[start of PAGE EXCERPT]

Converted by EDGARwiz



Washington, D.C. 20549






Date of Report (Date of earliest event reported): September 19, 2006

VirTra Systems, Inc.

(Exact Name of Registrant as Specified in Charter)




(State or Other Jurisdiction of Incorporation)

(Commission File Number)

(I.R.S. Employer Identification Number)


2500 CityWest Blvd., Suite 300, Houston, Texas 77042

(Address of principal executive offices)

(832) 242-1100

 (Registrant's telephone number, including area code)

Check the appropriate box below if the Form 8-K filing is intended to simultaneously satisfy the filing obligation of the registrant under any of the following provisions:

|  |

Written communications pursuant to Rule 425 under the Securities Act (17 CFR 230.425)

|  |

Soliciting material pursuant to Rule 14a-12 under the Exchange Act (17 CFR 240.14a-12)


|  |

Pre-commencement communications pursuant to Rule 14d-2(b) under the Exchange Act (17 CFR 240.14d-2(b))


|  |

Pre-commencement communications pursuant to Rule 13e-4(c) under the Exchange Act (17 CFR 240.13e-4(c))

Item 2.03

Creation of a Direct Financial Obligation or an Obligation under an Off-Balance Sheet Arrangement of a Registrant.

On September 19, 2006, we entered into a factoring arrangement intended to provide additional working capital through factoring of our accounts receivable. At the time, we were moving toward a merger with  VirTra Merger Corporation, separate company that had been formed to acquire Chrysalis Manufacturing Corporation, (a/k/a Altatron EMS) and another company. Upon consummation of those acquisitions, VMC was to be acquired by VirTra Systems, Inc.

[end of PAGE EXCERPT]
[start of RECORD SET]

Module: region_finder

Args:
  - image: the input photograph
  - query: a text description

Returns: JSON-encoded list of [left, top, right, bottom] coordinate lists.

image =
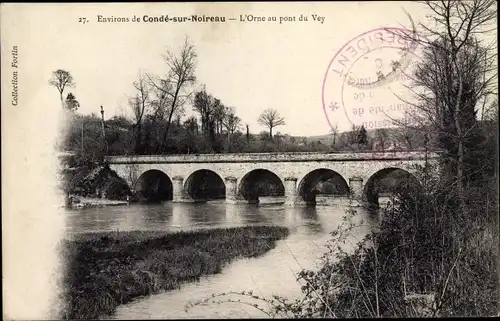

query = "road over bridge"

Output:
[[106, 151, 439, 205]]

[end of RECORD SET]

OBJECTIVES
**A.** Rewrite the part of the 8-K filing starting with "On September 19, 2006, we" and going on through "by VirTra Systems, Inc.", replacing "factoring arrangement" with "financing arrangement".
**B.** Extend the 8-K filing by continuing it from its last sentence.

RESPONSES BY TASK
**A.**
On September 19, 2006, we entered into a financing arrangement intended to provide additional working capital through factoring of our accounts receivable. At the time, we were moving toward a merger with  VirTra Merger Corporation, separate company that had been formed to acquire Chrysalis Manufacturing Corporation, (a/k/a Altatron EMS) and another company. Upon consummation of those acquisitions, VMC was to be acquired by VirTra Systems, Inc.

**B.**
The lender did not regard either VirTra Systems, Inc. or VMC as sufficiently creditworthy to grant a credit line without guarantees. As a result, we entered into an arrangement whereby CapNet Securities Corporation would be the borrower under the factoring arrangement, would secure its borrowings by accounts receivable of VirTra Systems and VMC, and would relend the borrowed funds to us and to VMC. We,  VMC and Daniel L. Ritz, Jr., , a principal of CapNet, jointly and severally guaranteed payment of amounts drawn under the credit arrangement up to $1,000,000.

We borrowed $100,000 under the arrangement described above, an amount which is still outstanding. We understand that VMC and/or another company associated with CapNet borrowed additional amounts under the arrangement, and that the total amount due the lender currently stands at approximately $500,000.

The expected merger with VMC did not occur. We do not intend to borrow any more money from Charter Capital/CapNet under the arrangement and VMC (now known as ComCon Manufacturing Services, Inc.) informs us that they also do not intend to borrow additional amounts under the arrangement. Charter Capital has been notified that the parties intend to discontinue the facility altogether..

Charter Capital has agreed in principle to a modification which would limit the amount of our guaranty to $200,000.

In addition to the $100,000 that the company owes under this arrangement, we also have unsecured advances $96,650 from other companies largely owned and/or controlled by Daniel L. Ritz, Jr. No further payments will be made on those advances until we have been released from our guaranty to Charter Capital.

Item 5.02

Departure of Directors or Principal Officers; Election of Directors; Appointment of Principal Officers.

J. David Rogers, age 53, has returned as our Chief Financial Officer effective February 1, 2007. Mr. Rogers previously served in that capacity from March until June of 2006, while continuing his employment with CapNet.  Mr. Rogers returned on a full time basis to his previous position as vice-president of corporate finance for CapNet Securities Corporation in June of 2006. He has now severed all employment with CapNet and will serve as our Chief Financial Officer on a full time basis.

Before his first employment with us Mr. Rogers had been employed by CapNet or an affiliate of that company since 2002.  He holds bachelor of science and masters degree in business administration.

We have also reengaged L. Kelly Jones, our former chief executive officer, on a temporary basis to act as special adviser to our chief executive officer.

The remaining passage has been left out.